-- Task to complete --
Reproduce every one of the entries below word for word, leaving out the pictures.

-- Dataset --

****************

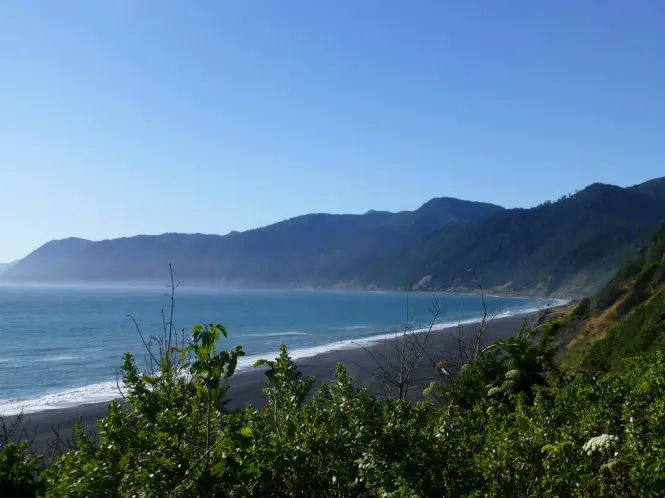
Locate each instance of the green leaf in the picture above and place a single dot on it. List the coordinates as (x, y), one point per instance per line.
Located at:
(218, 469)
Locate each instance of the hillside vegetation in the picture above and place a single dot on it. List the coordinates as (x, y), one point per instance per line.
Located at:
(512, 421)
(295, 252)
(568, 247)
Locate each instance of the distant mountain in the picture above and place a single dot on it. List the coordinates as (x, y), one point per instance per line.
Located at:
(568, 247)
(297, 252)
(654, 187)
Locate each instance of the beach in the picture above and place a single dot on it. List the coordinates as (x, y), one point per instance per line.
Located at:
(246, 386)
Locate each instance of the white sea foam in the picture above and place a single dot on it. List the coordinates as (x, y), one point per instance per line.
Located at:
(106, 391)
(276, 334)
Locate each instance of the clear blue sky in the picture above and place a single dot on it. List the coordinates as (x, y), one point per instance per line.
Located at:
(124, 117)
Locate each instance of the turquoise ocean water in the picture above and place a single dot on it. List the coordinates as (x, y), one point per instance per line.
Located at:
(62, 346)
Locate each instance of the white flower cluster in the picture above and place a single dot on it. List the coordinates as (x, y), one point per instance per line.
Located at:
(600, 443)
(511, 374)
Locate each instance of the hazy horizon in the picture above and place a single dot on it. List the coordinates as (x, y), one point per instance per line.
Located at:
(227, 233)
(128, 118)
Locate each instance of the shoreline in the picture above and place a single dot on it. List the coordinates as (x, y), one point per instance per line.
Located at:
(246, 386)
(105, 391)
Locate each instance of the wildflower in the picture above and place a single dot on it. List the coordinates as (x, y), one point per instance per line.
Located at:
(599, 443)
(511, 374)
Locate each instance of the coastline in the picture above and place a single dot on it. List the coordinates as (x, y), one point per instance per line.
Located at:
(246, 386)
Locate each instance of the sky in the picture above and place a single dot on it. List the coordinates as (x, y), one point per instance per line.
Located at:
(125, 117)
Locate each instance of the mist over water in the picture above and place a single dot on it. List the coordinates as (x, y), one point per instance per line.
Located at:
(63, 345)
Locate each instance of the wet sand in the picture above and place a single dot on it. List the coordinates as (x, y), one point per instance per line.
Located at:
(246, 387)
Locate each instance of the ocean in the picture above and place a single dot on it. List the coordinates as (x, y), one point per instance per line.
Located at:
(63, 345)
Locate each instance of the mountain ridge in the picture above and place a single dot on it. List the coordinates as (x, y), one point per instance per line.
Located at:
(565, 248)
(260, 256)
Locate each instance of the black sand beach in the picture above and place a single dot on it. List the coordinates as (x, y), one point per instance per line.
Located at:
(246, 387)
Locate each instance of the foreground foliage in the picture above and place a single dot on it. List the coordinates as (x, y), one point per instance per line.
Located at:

****************

-- Result --
Locate each instance of the green leaf in the picture above and place a single dot on it. List the coordinates as (x, y), one point per instance per line.
Located at:
(218, 469)
Locate each instance of the hillside vegetation in the picture above and place a single dot on it. List the coordinates as (x, y), one point per instance per line.
Located at:
(512, 421)
(295, 252)
(568, 247)
Locate each instance of the distant mountain in the picture above and place a single dot on it. List the coordinates as (x, y), one point per instance per line.
Located at:
(568, 247)
(297, 252)
(654, 187)
Locate each instance of the beach in the picture above and place a single dot on it. List the coordinates as (x, y), one point per instance per line.
Located at:
(246, 386)
Locate each instance of the white sea foam in the picture above and place a single dot on it. List the coordinates as (x, y), one point per instance per line.
Located at:
(106, 391)
(276, 334)
Locate each instance of the clear blue sky in the picture above and place a single dot on it. List the coordinates as (x, y), one point per instance per line.
Located at:
(124, 117)
Locate each instance of the turquoise ocean water in the picture above and place a single dot on it. List the coordinates as (x, y), one point per instance per line.
Located at:
(62, 346)
Locate each instance of the white flower cluster in the picture above and place a single dot on it. List the coordinates as (x, y), one point per instance per line.
Located at:
(600, 443)
(511, 374)
Locate each instance of the hazy horizon in the picture above and place a single dot on it. List the coordinates as (x, y), one point per instance per line.
Located at:
(227, 233)
(128, 118)
Locate each instance of the shoreline in the picture above and place a single dot on it. List the coordinates as (x, y), one point per instance per line.
Located at:
(246, 386)
(105, 391)
Locate each instance of the wildflower in the picture above and place a single dot on it. List the coordinates as (x, y), one point per instance per line.
Located at:
(599, 443)
(511, 374)
Locate each instance of the coastline in the picture above and place a single dot on it. List the coordinates as (x, y), one point per instance per line.
Located at:
(246, 386)
Locate each instance of the sky in the picture above and place a single dot on it. List the coordinates as (x, y), one point per instance per line.
Located at:
(125, 117)
Locate each instance of the mist over water in the picture above and place a single dot on it. List the coordinates as (x, y), one point per instance per line.
Located at:
(63, 345)
Locate each instance of the wet sand in the picture above and place a single dot on it. List the coordinates as (x, y), one point per instance per line.
Located at:
(246, 387)
Locate each instance of the ocean in the picture above and place a single dot on it. List the coordinates as (x, y), one point per instance per line.
Located at:
(63, 345)
Locate each instance of the mountain ridge in the picture above and place a single dot on it. List the coordinates as (x, y), one point per instance per line.
Located at:
(565, 248)
(260, 256)
Locate each instance of the black sand beach in the picture above and place a single dot on it. List the coordinates as (x, y), one point per instance per line.
Located at:
(246, 387)
Locate each instance of the foreground foliage in the picture above and place a single dot on it. List the coordinates as (x, y), one point per instance per line.
Located at:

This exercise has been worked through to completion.